▶ _Required task 1_: In the text about the boys' investment accounts, how much money went into each boy's account to start?
▶ _Required task 2_:
Decide whether each statement agrees with the text about the boys' investment accounts. Give yes or no and quote the words that decide it.
(a) The accounts were set up as UGMA accounts.
(b) Mom agreed to move the boys' entire bank accounts into the brokerage accounts.
(c) The boys have had their accounts for several months.
▶ _Required task 3_: The text about the boys' investment accounts says parents and grandparents should teach the proper lessons about money. List the areas those lessons cover.

:: Text passage ::

I wanted to move their entire bank accounts to the brokerage accounts, but mom said no. Therefore, we settled on just $300 each for starters. We set up the accounts as UGMA accounts so it is actually their money. We set them up with their own login on TD’s advisor client.com and we downloaded the app on their iPads. Once the accounts were funded, I showed each boy how to place trades in their account and let them click the send order button. It was awesome - they loved it! Especially jack who is 8 years old - he was like “Dad, I own one share of XYZ company!”

It’s only been a couple days but they are constantly checking their advisor client app - even on the weekends when the market is closed. Between Friday night and Sunday night I must have told Jack 5 times that his account value is not changing because the market is closed! I hope to teach them it is not healthy to look everyday, but since it is so new I am not worried about it just yet. At this point Jack is up $12 and he is already formulating his strategy on how he is going to add more money to his account. Music to my ears!

So far one important less has been learned - it is good to let your money work for you. I tell people, “NO LAZY MONEY! Let your money work for you!” And I think they are starting to learn that lesson.  These boys are used to earning a quarter at a time and having to actually do the work/chores. I am trying to make a big deal and tell them hey look, your account went up $3 today and you didn’t have to lift a finger. Your money is working for you! I feel like if we can teach them just this one lesson we are on the right track!

James Stowers, founder of American Century investments said “It is important that your children learn what they can do with money early in life so they will apply the lessons learned at home as they face the real world in future years.” I agree completely with James. We use the same philosophy with parenting in all areas - let them learn the lessons as children where there are no “real” consequences so that when they get out of the house they can make good decisions without mom and dad. I want them to hear my voice when I am not there.

According to American Century, 88% of high school students learned what they know about money from there parents. They don’t teach this kind of stuff in school, so it is up to us - the parents and grand parents to teach the proper lessons about money - that goes for saving, investing, and debt. You are the CFP (chief financial parent).  In your role as the CFP, think about what your parents taught you about money - the good and the bad. How have their beliefs about money shaped your beliefs? Do you have the same beliefs as your parents or did you rebel against them? Now picture your children and think about how your are impressing your own beliefs about money on them everyday. They are watching you and listening to you.

:::
:: Source material ::

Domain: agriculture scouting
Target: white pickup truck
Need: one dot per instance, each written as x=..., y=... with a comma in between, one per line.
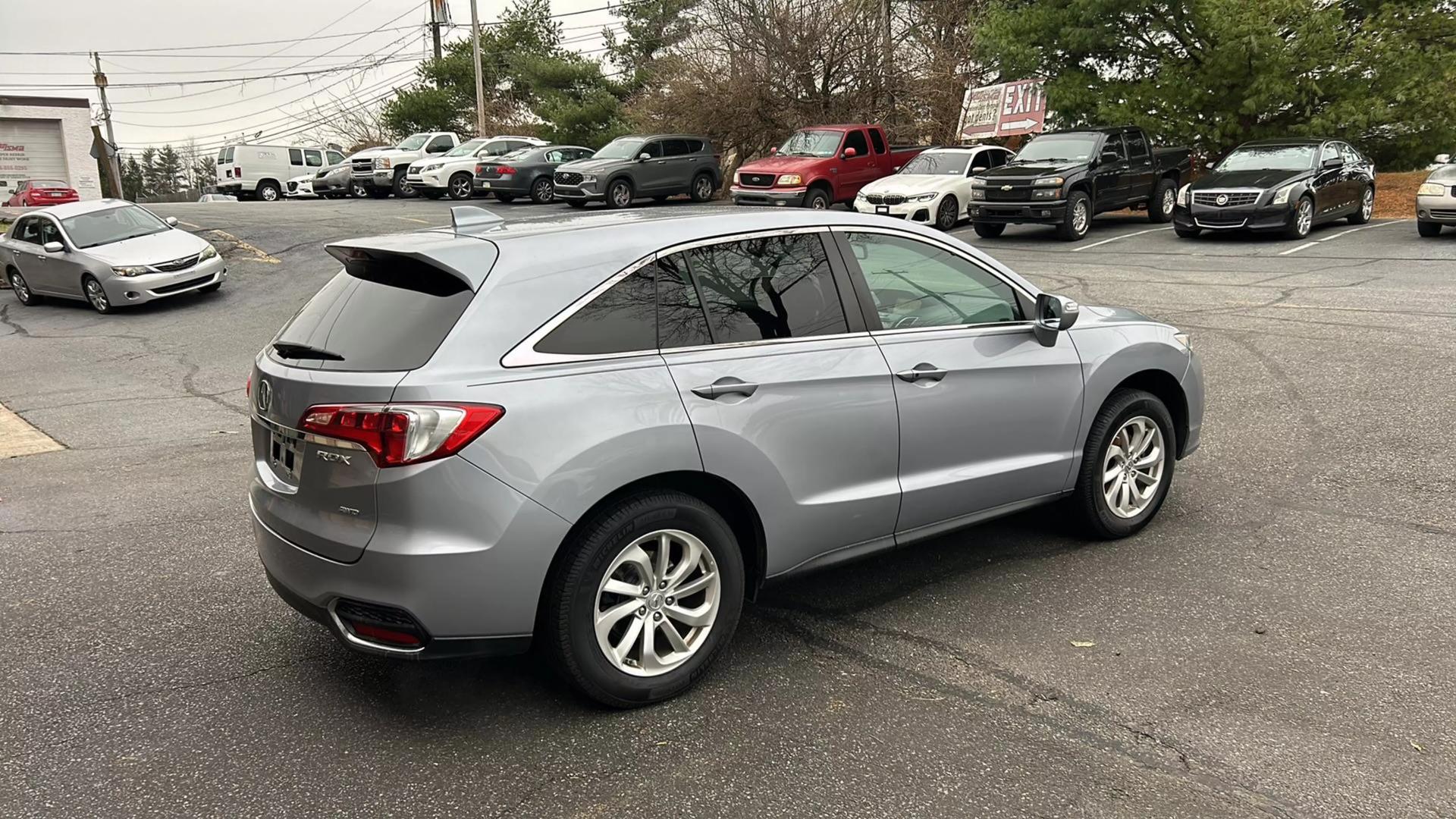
x=382, y=169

:::

▶ _Final answer 1_: $300 each.

▶ _Final answer 2_:
(a) Yes: "We set up the accounts as UGMA accounts so it is actually their money."
(b) No: "I wanted to move their entire bank accounts to the brokerage accounts, but mom said no."
(c) No: "It’s only been a couple days"

▶ _Final answer 3_: Saving, investing, and debt.